▶ _Prompt_
Starting with the line that holds "the stone debris", copy out each remaining line of the listing below, up to and including the last one, and include nothing else.

▶ _Records shown_
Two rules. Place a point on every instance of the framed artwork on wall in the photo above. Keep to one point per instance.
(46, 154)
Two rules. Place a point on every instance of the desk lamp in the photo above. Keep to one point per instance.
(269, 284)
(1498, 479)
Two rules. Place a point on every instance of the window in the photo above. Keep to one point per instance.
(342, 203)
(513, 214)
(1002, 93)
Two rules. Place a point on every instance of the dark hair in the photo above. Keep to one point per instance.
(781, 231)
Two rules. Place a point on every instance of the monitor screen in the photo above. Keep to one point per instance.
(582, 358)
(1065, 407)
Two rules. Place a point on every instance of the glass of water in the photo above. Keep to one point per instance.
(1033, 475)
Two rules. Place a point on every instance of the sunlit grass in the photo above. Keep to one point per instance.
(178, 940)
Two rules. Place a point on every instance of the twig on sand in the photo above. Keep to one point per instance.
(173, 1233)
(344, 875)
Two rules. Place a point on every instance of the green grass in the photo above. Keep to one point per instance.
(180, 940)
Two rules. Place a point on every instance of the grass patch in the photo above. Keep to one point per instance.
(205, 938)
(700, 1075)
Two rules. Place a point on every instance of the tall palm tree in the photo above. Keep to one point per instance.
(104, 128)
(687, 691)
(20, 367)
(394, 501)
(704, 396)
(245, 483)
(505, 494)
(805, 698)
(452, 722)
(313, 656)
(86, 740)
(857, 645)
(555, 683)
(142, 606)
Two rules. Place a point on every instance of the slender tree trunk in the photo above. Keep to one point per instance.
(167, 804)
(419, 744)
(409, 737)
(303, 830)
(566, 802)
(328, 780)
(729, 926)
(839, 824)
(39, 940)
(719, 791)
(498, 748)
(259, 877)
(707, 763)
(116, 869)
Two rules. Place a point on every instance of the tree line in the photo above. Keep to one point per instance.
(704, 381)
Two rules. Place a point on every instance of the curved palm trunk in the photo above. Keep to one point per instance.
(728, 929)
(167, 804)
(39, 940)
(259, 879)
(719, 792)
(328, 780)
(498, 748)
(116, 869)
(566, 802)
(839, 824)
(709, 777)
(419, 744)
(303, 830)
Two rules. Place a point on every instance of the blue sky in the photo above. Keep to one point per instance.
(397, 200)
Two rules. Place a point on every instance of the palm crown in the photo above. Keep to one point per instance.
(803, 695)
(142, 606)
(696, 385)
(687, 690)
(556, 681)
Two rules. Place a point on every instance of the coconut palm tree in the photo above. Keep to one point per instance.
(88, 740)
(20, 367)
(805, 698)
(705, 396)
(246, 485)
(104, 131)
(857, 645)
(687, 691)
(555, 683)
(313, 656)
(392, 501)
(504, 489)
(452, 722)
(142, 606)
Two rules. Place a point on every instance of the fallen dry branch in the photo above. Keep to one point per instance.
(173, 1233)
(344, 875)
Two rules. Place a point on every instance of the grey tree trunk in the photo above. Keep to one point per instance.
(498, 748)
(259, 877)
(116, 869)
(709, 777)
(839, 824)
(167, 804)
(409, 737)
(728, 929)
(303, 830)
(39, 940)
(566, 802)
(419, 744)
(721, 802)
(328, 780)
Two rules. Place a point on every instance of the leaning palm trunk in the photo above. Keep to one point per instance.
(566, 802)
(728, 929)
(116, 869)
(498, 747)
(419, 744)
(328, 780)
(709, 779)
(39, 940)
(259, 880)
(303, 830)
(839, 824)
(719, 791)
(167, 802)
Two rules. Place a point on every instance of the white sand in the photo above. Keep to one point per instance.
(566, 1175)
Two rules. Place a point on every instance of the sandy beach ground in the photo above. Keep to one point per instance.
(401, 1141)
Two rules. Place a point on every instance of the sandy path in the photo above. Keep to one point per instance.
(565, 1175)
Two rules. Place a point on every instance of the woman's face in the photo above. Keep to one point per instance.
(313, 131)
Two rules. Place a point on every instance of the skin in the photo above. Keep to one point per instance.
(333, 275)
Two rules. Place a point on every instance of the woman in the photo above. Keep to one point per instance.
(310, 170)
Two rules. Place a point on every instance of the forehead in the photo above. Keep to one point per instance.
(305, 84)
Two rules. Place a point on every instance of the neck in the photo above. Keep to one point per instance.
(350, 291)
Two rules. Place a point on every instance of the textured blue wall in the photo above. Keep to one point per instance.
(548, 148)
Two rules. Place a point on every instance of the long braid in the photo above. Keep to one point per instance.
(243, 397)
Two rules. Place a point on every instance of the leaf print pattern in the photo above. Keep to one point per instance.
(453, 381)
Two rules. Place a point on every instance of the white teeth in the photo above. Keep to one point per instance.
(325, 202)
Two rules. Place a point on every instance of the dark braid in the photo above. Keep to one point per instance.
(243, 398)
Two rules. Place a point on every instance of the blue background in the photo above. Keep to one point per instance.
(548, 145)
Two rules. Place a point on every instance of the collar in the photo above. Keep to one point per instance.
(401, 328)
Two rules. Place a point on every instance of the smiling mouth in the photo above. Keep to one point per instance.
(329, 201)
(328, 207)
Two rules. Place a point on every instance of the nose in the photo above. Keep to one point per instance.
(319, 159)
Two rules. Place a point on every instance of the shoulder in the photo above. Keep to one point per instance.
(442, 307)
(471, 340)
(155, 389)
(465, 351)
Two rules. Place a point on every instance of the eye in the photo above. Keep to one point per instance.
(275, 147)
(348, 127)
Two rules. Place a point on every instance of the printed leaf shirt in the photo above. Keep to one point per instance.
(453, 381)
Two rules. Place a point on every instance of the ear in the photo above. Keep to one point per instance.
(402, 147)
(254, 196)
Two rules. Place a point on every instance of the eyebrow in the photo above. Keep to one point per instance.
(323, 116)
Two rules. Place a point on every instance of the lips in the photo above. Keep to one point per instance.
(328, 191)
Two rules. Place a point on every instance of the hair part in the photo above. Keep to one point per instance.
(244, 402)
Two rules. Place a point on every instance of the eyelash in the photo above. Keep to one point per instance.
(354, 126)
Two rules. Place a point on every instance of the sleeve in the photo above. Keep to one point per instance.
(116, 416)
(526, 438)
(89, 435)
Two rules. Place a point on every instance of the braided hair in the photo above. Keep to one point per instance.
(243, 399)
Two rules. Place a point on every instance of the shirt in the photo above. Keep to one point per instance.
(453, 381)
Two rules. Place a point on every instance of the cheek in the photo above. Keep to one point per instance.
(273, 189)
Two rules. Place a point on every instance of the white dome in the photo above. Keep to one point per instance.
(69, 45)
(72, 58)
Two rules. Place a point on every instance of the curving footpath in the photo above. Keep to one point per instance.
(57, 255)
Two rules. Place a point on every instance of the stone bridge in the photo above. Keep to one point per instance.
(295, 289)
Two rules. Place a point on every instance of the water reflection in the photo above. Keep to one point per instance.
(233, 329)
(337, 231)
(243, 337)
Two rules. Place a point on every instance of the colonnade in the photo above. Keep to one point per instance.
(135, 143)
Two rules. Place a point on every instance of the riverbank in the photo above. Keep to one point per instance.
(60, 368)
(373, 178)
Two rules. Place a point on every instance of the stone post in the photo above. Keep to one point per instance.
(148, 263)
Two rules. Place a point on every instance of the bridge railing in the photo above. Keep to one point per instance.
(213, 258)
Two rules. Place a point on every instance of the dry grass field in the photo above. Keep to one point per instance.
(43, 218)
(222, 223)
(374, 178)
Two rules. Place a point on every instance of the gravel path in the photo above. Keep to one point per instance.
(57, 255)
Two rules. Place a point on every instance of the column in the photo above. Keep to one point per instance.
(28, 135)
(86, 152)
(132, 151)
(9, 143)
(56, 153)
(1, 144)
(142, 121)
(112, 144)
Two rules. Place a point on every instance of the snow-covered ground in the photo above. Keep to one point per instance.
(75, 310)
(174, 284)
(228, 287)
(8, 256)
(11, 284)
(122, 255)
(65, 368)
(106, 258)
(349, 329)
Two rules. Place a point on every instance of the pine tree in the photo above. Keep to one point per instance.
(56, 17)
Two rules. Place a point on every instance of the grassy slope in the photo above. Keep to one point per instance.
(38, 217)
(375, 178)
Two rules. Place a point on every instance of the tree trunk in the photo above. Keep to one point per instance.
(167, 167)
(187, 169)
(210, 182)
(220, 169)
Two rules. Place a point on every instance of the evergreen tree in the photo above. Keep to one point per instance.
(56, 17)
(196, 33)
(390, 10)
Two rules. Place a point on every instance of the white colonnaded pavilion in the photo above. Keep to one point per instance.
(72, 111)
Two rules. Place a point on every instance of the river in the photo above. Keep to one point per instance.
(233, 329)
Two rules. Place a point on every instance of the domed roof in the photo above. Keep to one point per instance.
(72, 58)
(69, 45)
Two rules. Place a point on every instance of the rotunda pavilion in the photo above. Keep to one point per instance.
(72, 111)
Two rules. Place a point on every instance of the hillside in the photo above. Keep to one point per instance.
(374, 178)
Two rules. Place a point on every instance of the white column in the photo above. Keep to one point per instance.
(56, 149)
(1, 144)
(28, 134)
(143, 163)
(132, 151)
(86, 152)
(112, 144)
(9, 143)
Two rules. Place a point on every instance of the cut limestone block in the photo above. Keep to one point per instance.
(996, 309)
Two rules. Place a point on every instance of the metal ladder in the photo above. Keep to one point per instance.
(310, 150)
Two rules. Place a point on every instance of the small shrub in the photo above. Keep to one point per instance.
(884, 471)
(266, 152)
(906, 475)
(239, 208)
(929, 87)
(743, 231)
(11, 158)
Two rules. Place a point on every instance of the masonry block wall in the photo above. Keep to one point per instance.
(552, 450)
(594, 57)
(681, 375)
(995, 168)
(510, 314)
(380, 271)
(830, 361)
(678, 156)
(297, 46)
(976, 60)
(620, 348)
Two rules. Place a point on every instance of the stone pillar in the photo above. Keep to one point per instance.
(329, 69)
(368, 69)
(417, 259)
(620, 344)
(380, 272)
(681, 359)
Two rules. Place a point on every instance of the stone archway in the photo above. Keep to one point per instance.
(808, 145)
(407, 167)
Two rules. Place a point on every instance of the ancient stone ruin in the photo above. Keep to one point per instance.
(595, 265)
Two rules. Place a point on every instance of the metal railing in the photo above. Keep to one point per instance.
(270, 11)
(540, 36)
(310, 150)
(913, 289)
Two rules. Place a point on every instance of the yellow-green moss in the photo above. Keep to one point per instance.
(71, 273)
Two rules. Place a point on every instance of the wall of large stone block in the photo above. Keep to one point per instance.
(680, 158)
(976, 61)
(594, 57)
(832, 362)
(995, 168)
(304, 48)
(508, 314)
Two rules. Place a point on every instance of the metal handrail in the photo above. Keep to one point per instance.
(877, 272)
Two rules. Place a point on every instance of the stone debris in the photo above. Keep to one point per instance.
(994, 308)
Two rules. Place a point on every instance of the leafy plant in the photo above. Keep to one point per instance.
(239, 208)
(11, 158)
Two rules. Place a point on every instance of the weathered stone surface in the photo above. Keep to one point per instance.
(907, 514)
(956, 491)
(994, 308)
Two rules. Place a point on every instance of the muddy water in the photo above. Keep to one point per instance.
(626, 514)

▶ _Complete answer_
Two rules. Place a point on every instance of the stone debris in the photo above. Keep to one point per instance.
(994, 308)
Two rules. Place a point on every instance of the leafy plant in the photo above. Keep to one point per instance.
(239, 208)
(11, 158)
Two rules. Place a point on every instance of the weathered stone surface in the photo above. Keep to one point per instance.
(907, 514)
(956, 491)
(994, 308)
Two rules. Place a point on every instance of the muddy water in the photo above. Keep to one point per instance.
(626, 514)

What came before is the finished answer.